-- start of Exercise input --
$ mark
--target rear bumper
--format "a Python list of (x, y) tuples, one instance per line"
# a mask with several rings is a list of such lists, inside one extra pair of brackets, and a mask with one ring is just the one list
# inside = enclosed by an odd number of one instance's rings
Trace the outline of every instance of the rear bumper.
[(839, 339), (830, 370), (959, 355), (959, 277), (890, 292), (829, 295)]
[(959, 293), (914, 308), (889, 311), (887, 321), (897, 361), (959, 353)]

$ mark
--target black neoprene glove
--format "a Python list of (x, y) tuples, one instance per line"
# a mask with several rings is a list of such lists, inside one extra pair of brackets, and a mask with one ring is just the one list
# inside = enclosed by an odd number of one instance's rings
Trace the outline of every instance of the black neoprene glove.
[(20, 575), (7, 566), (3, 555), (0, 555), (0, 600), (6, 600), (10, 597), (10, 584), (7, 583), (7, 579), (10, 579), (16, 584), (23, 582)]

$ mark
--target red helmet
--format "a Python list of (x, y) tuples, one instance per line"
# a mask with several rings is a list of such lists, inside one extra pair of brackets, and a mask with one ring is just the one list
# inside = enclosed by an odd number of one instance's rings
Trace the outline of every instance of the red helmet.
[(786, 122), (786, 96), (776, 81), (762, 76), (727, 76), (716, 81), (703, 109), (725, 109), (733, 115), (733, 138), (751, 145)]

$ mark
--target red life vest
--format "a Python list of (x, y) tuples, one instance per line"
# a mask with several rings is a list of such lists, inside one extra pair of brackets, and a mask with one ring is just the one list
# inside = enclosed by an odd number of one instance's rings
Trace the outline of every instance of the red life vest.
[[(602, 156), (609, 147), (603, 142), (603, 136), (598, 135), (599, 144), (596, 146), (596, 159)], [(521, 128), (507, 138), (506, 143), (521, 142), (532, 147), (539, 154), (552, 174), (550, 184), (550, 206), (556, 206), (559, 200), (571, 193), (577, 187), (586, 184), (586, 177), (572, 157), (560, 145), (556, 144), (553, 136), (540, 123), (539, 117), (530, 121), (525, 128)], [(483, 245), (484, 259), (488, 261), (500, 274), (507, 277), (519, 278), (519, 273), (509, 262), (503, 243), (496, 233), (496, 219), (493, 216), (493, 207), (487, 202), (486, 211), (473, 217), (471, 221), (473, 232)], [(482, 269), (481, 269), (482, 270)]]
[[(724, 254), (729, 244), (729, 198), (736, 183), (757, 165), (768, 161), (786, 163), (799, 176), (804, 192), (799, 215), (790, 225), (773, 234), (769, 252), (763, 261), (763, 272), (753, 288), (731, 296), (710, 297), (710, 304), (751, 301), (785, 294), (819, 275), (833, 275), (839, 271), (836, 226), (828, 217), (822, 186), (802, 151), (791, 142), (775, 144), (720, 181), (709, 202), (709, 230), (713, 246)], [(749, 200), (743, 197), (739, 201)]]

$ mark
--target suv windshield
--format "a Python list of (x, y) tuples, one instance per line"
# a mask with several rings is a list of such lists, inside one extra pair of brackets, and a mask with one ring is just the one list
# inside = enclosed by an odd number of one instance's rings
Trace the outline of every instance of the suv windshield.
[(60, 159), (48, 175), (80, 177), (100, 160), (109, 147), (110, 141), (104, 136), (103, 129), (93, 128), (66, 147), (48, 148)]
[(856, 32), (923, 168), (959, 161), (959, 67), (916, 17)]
-- end of Exercise input --
### What you should do
Convert the data listing above into a numbered list with one item per line, leaving out the blank lines.

### Output
1. $ mark
2. --target rear bumper
3. --format "a Python list of (x, y) tuples, one instance per line"
4. # a mask with several rings is a list of such lists, inside one extra pair of brackets, and a mask with one ring is just the one list
5. # inside = enclosed by an odd number of one instance's rings
6. Trace the outline of every instance of the rear bumper.
7. [(839, 339), (830, 370), (959, 355), (959, 277), (890, 292), (829, 295)]
8. [(959, 293), (914, 308), (889, 311), (887, 321), (897, 361), (959, 353)]
9. $ mark
10. --target black neoprene glove
11. --format "a Python list of (x, y) tuples, one instance per line"
12. # a mask with several rings is a list of such lists, inside one extra pair of brackets, and a mask with one ring is just the one list
13. # inside = enclosed by an odd number of one instance's rings
14. Trace the outline of every instance of the black neoprene glove.
15. [(20, 575), (7, 566), (3, 555), (0, 555), (0, 600), (6, 600), (10, 597), (10, 584), (7, 583), (7, 579), (10, 579), (16, 584), (23, 582)]
16. $ mark
17. --target red helmet
18. --format "a Python list of (x, y) tuples, one instance per line"
19. # a mask with several rings is a list of such lists, inside one extra pair of brackets, and a mask with one ring is just the one list
20. # inside = enclosed by an odd number of one instance's rings
21. Trace the outline of every instance of the red helmet.
22. [(786, 122), (786, 96), (776, 81), (762, 76), (727, 76), (716, 81), (703, 109), (725, 109), (733, 115), (733, 138), (751, 145)]
23. $ mark
24. --target red life vest
25. --format "a Python list of (x, y) tuples, one instance per line"
26. # a mask with several rings is a list of such lists, inside one extra pair of brackets, and a mask with one ring is just the one list
27. # inside = enclosed by an odd number of one instance's rings
28. Trace the outline of every instance of the red life vest.
29. [[(602, 156), (609, 147), (603, 142), (603, 136), (598, 135), (599, 144), (596, 146), (596, 159)], [(521, 128), (507, 138), (506, 143), (521, 142), (532, 147), (539, 154), (552, 174), (550, 184), (550, 206), (556, 206), (559, 200), (571, 193), (577, 187), (586, 184), (586, 177), (572, 157), (560, 145), (556, 144), (553, 136), (540, 123), (539, 117), (530, 121), (525, 128)], [(483, 245), (484, 259), (488, 261), (500, 274), (507, 277), (519, 278), (519, 273), (509, 262), (503, 243), (496, 233), (496, 219), (493, 216), (493, 207), (487, 202), (486, 211), (473, 217), (471, 221), (473, 232)], [(482, 269), (481, 269), (482, 270)]]
30. [[(724, 254), (729, 244), (729, 198), (736, 183), (757, 165), (768, 161), (786, 163), (799, 176), (804, 192), (799, 215), (790, 225), (773, 234), (769, 252), (763, 261), (763, 272), (753, 288), (731, 296), (710, 297), (710, 304), (751, 301), (785, 294), (819, 275), (833, 275), (839, 271), (836, 226), (828, 217), (822, 186), (802, 151), (791, 142), (775, 144), (720, 181), (709, 202), (709, 230), (713, 246)], [(749, 200), (743, 197), (739, 201)]]
31. $ mark
32. --target suv windshield
33. --format "a Python list of (x, y) tuples, one instance per line"
34. # a mask with several rings is a list of such lists, inside one extra pair of brackets, and a mask with one ring is just the one list
35. # inside = enclosed by an odd number of one instance's rings
36. Trace the outline of every instance of the suv windshield.
37. [(60, 159), (48, 175), (80, 177), (100, 160), (109, 147), (110, 141), (104, 136), (103, 129), (93, 128), (66, 147), (48, 148)]
38. [(856, 32), (923, 168), (959, 161), (959, 67), (916, 17)]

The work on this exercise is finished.